**WHAT THIS TASK INVOLVES:**
From the records below, give the number of lines that include the word "hiking". Add no other words.
INPUT RECORDS Block Start
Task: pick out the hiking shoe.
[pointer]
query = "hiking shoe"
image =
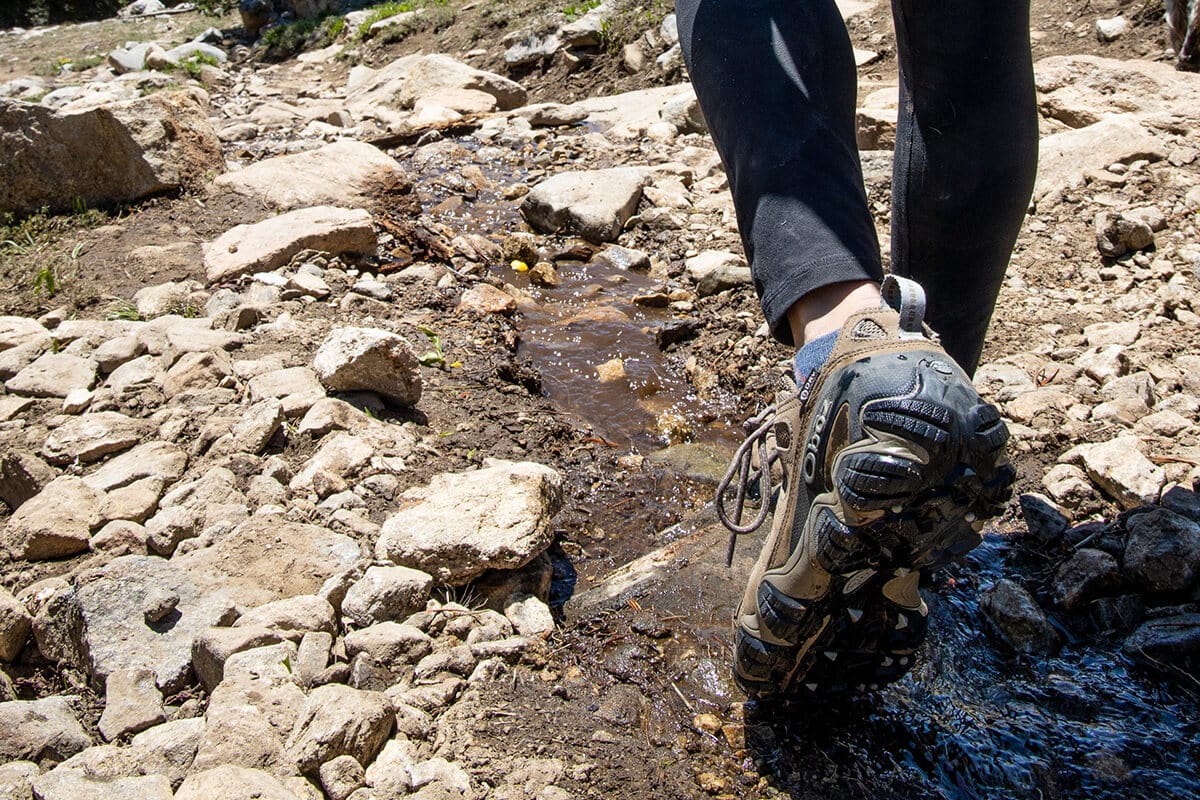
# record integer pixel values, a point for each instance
(891, 463)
INPUT RECORDS Block End
**EXERCISE ANSWER:**
2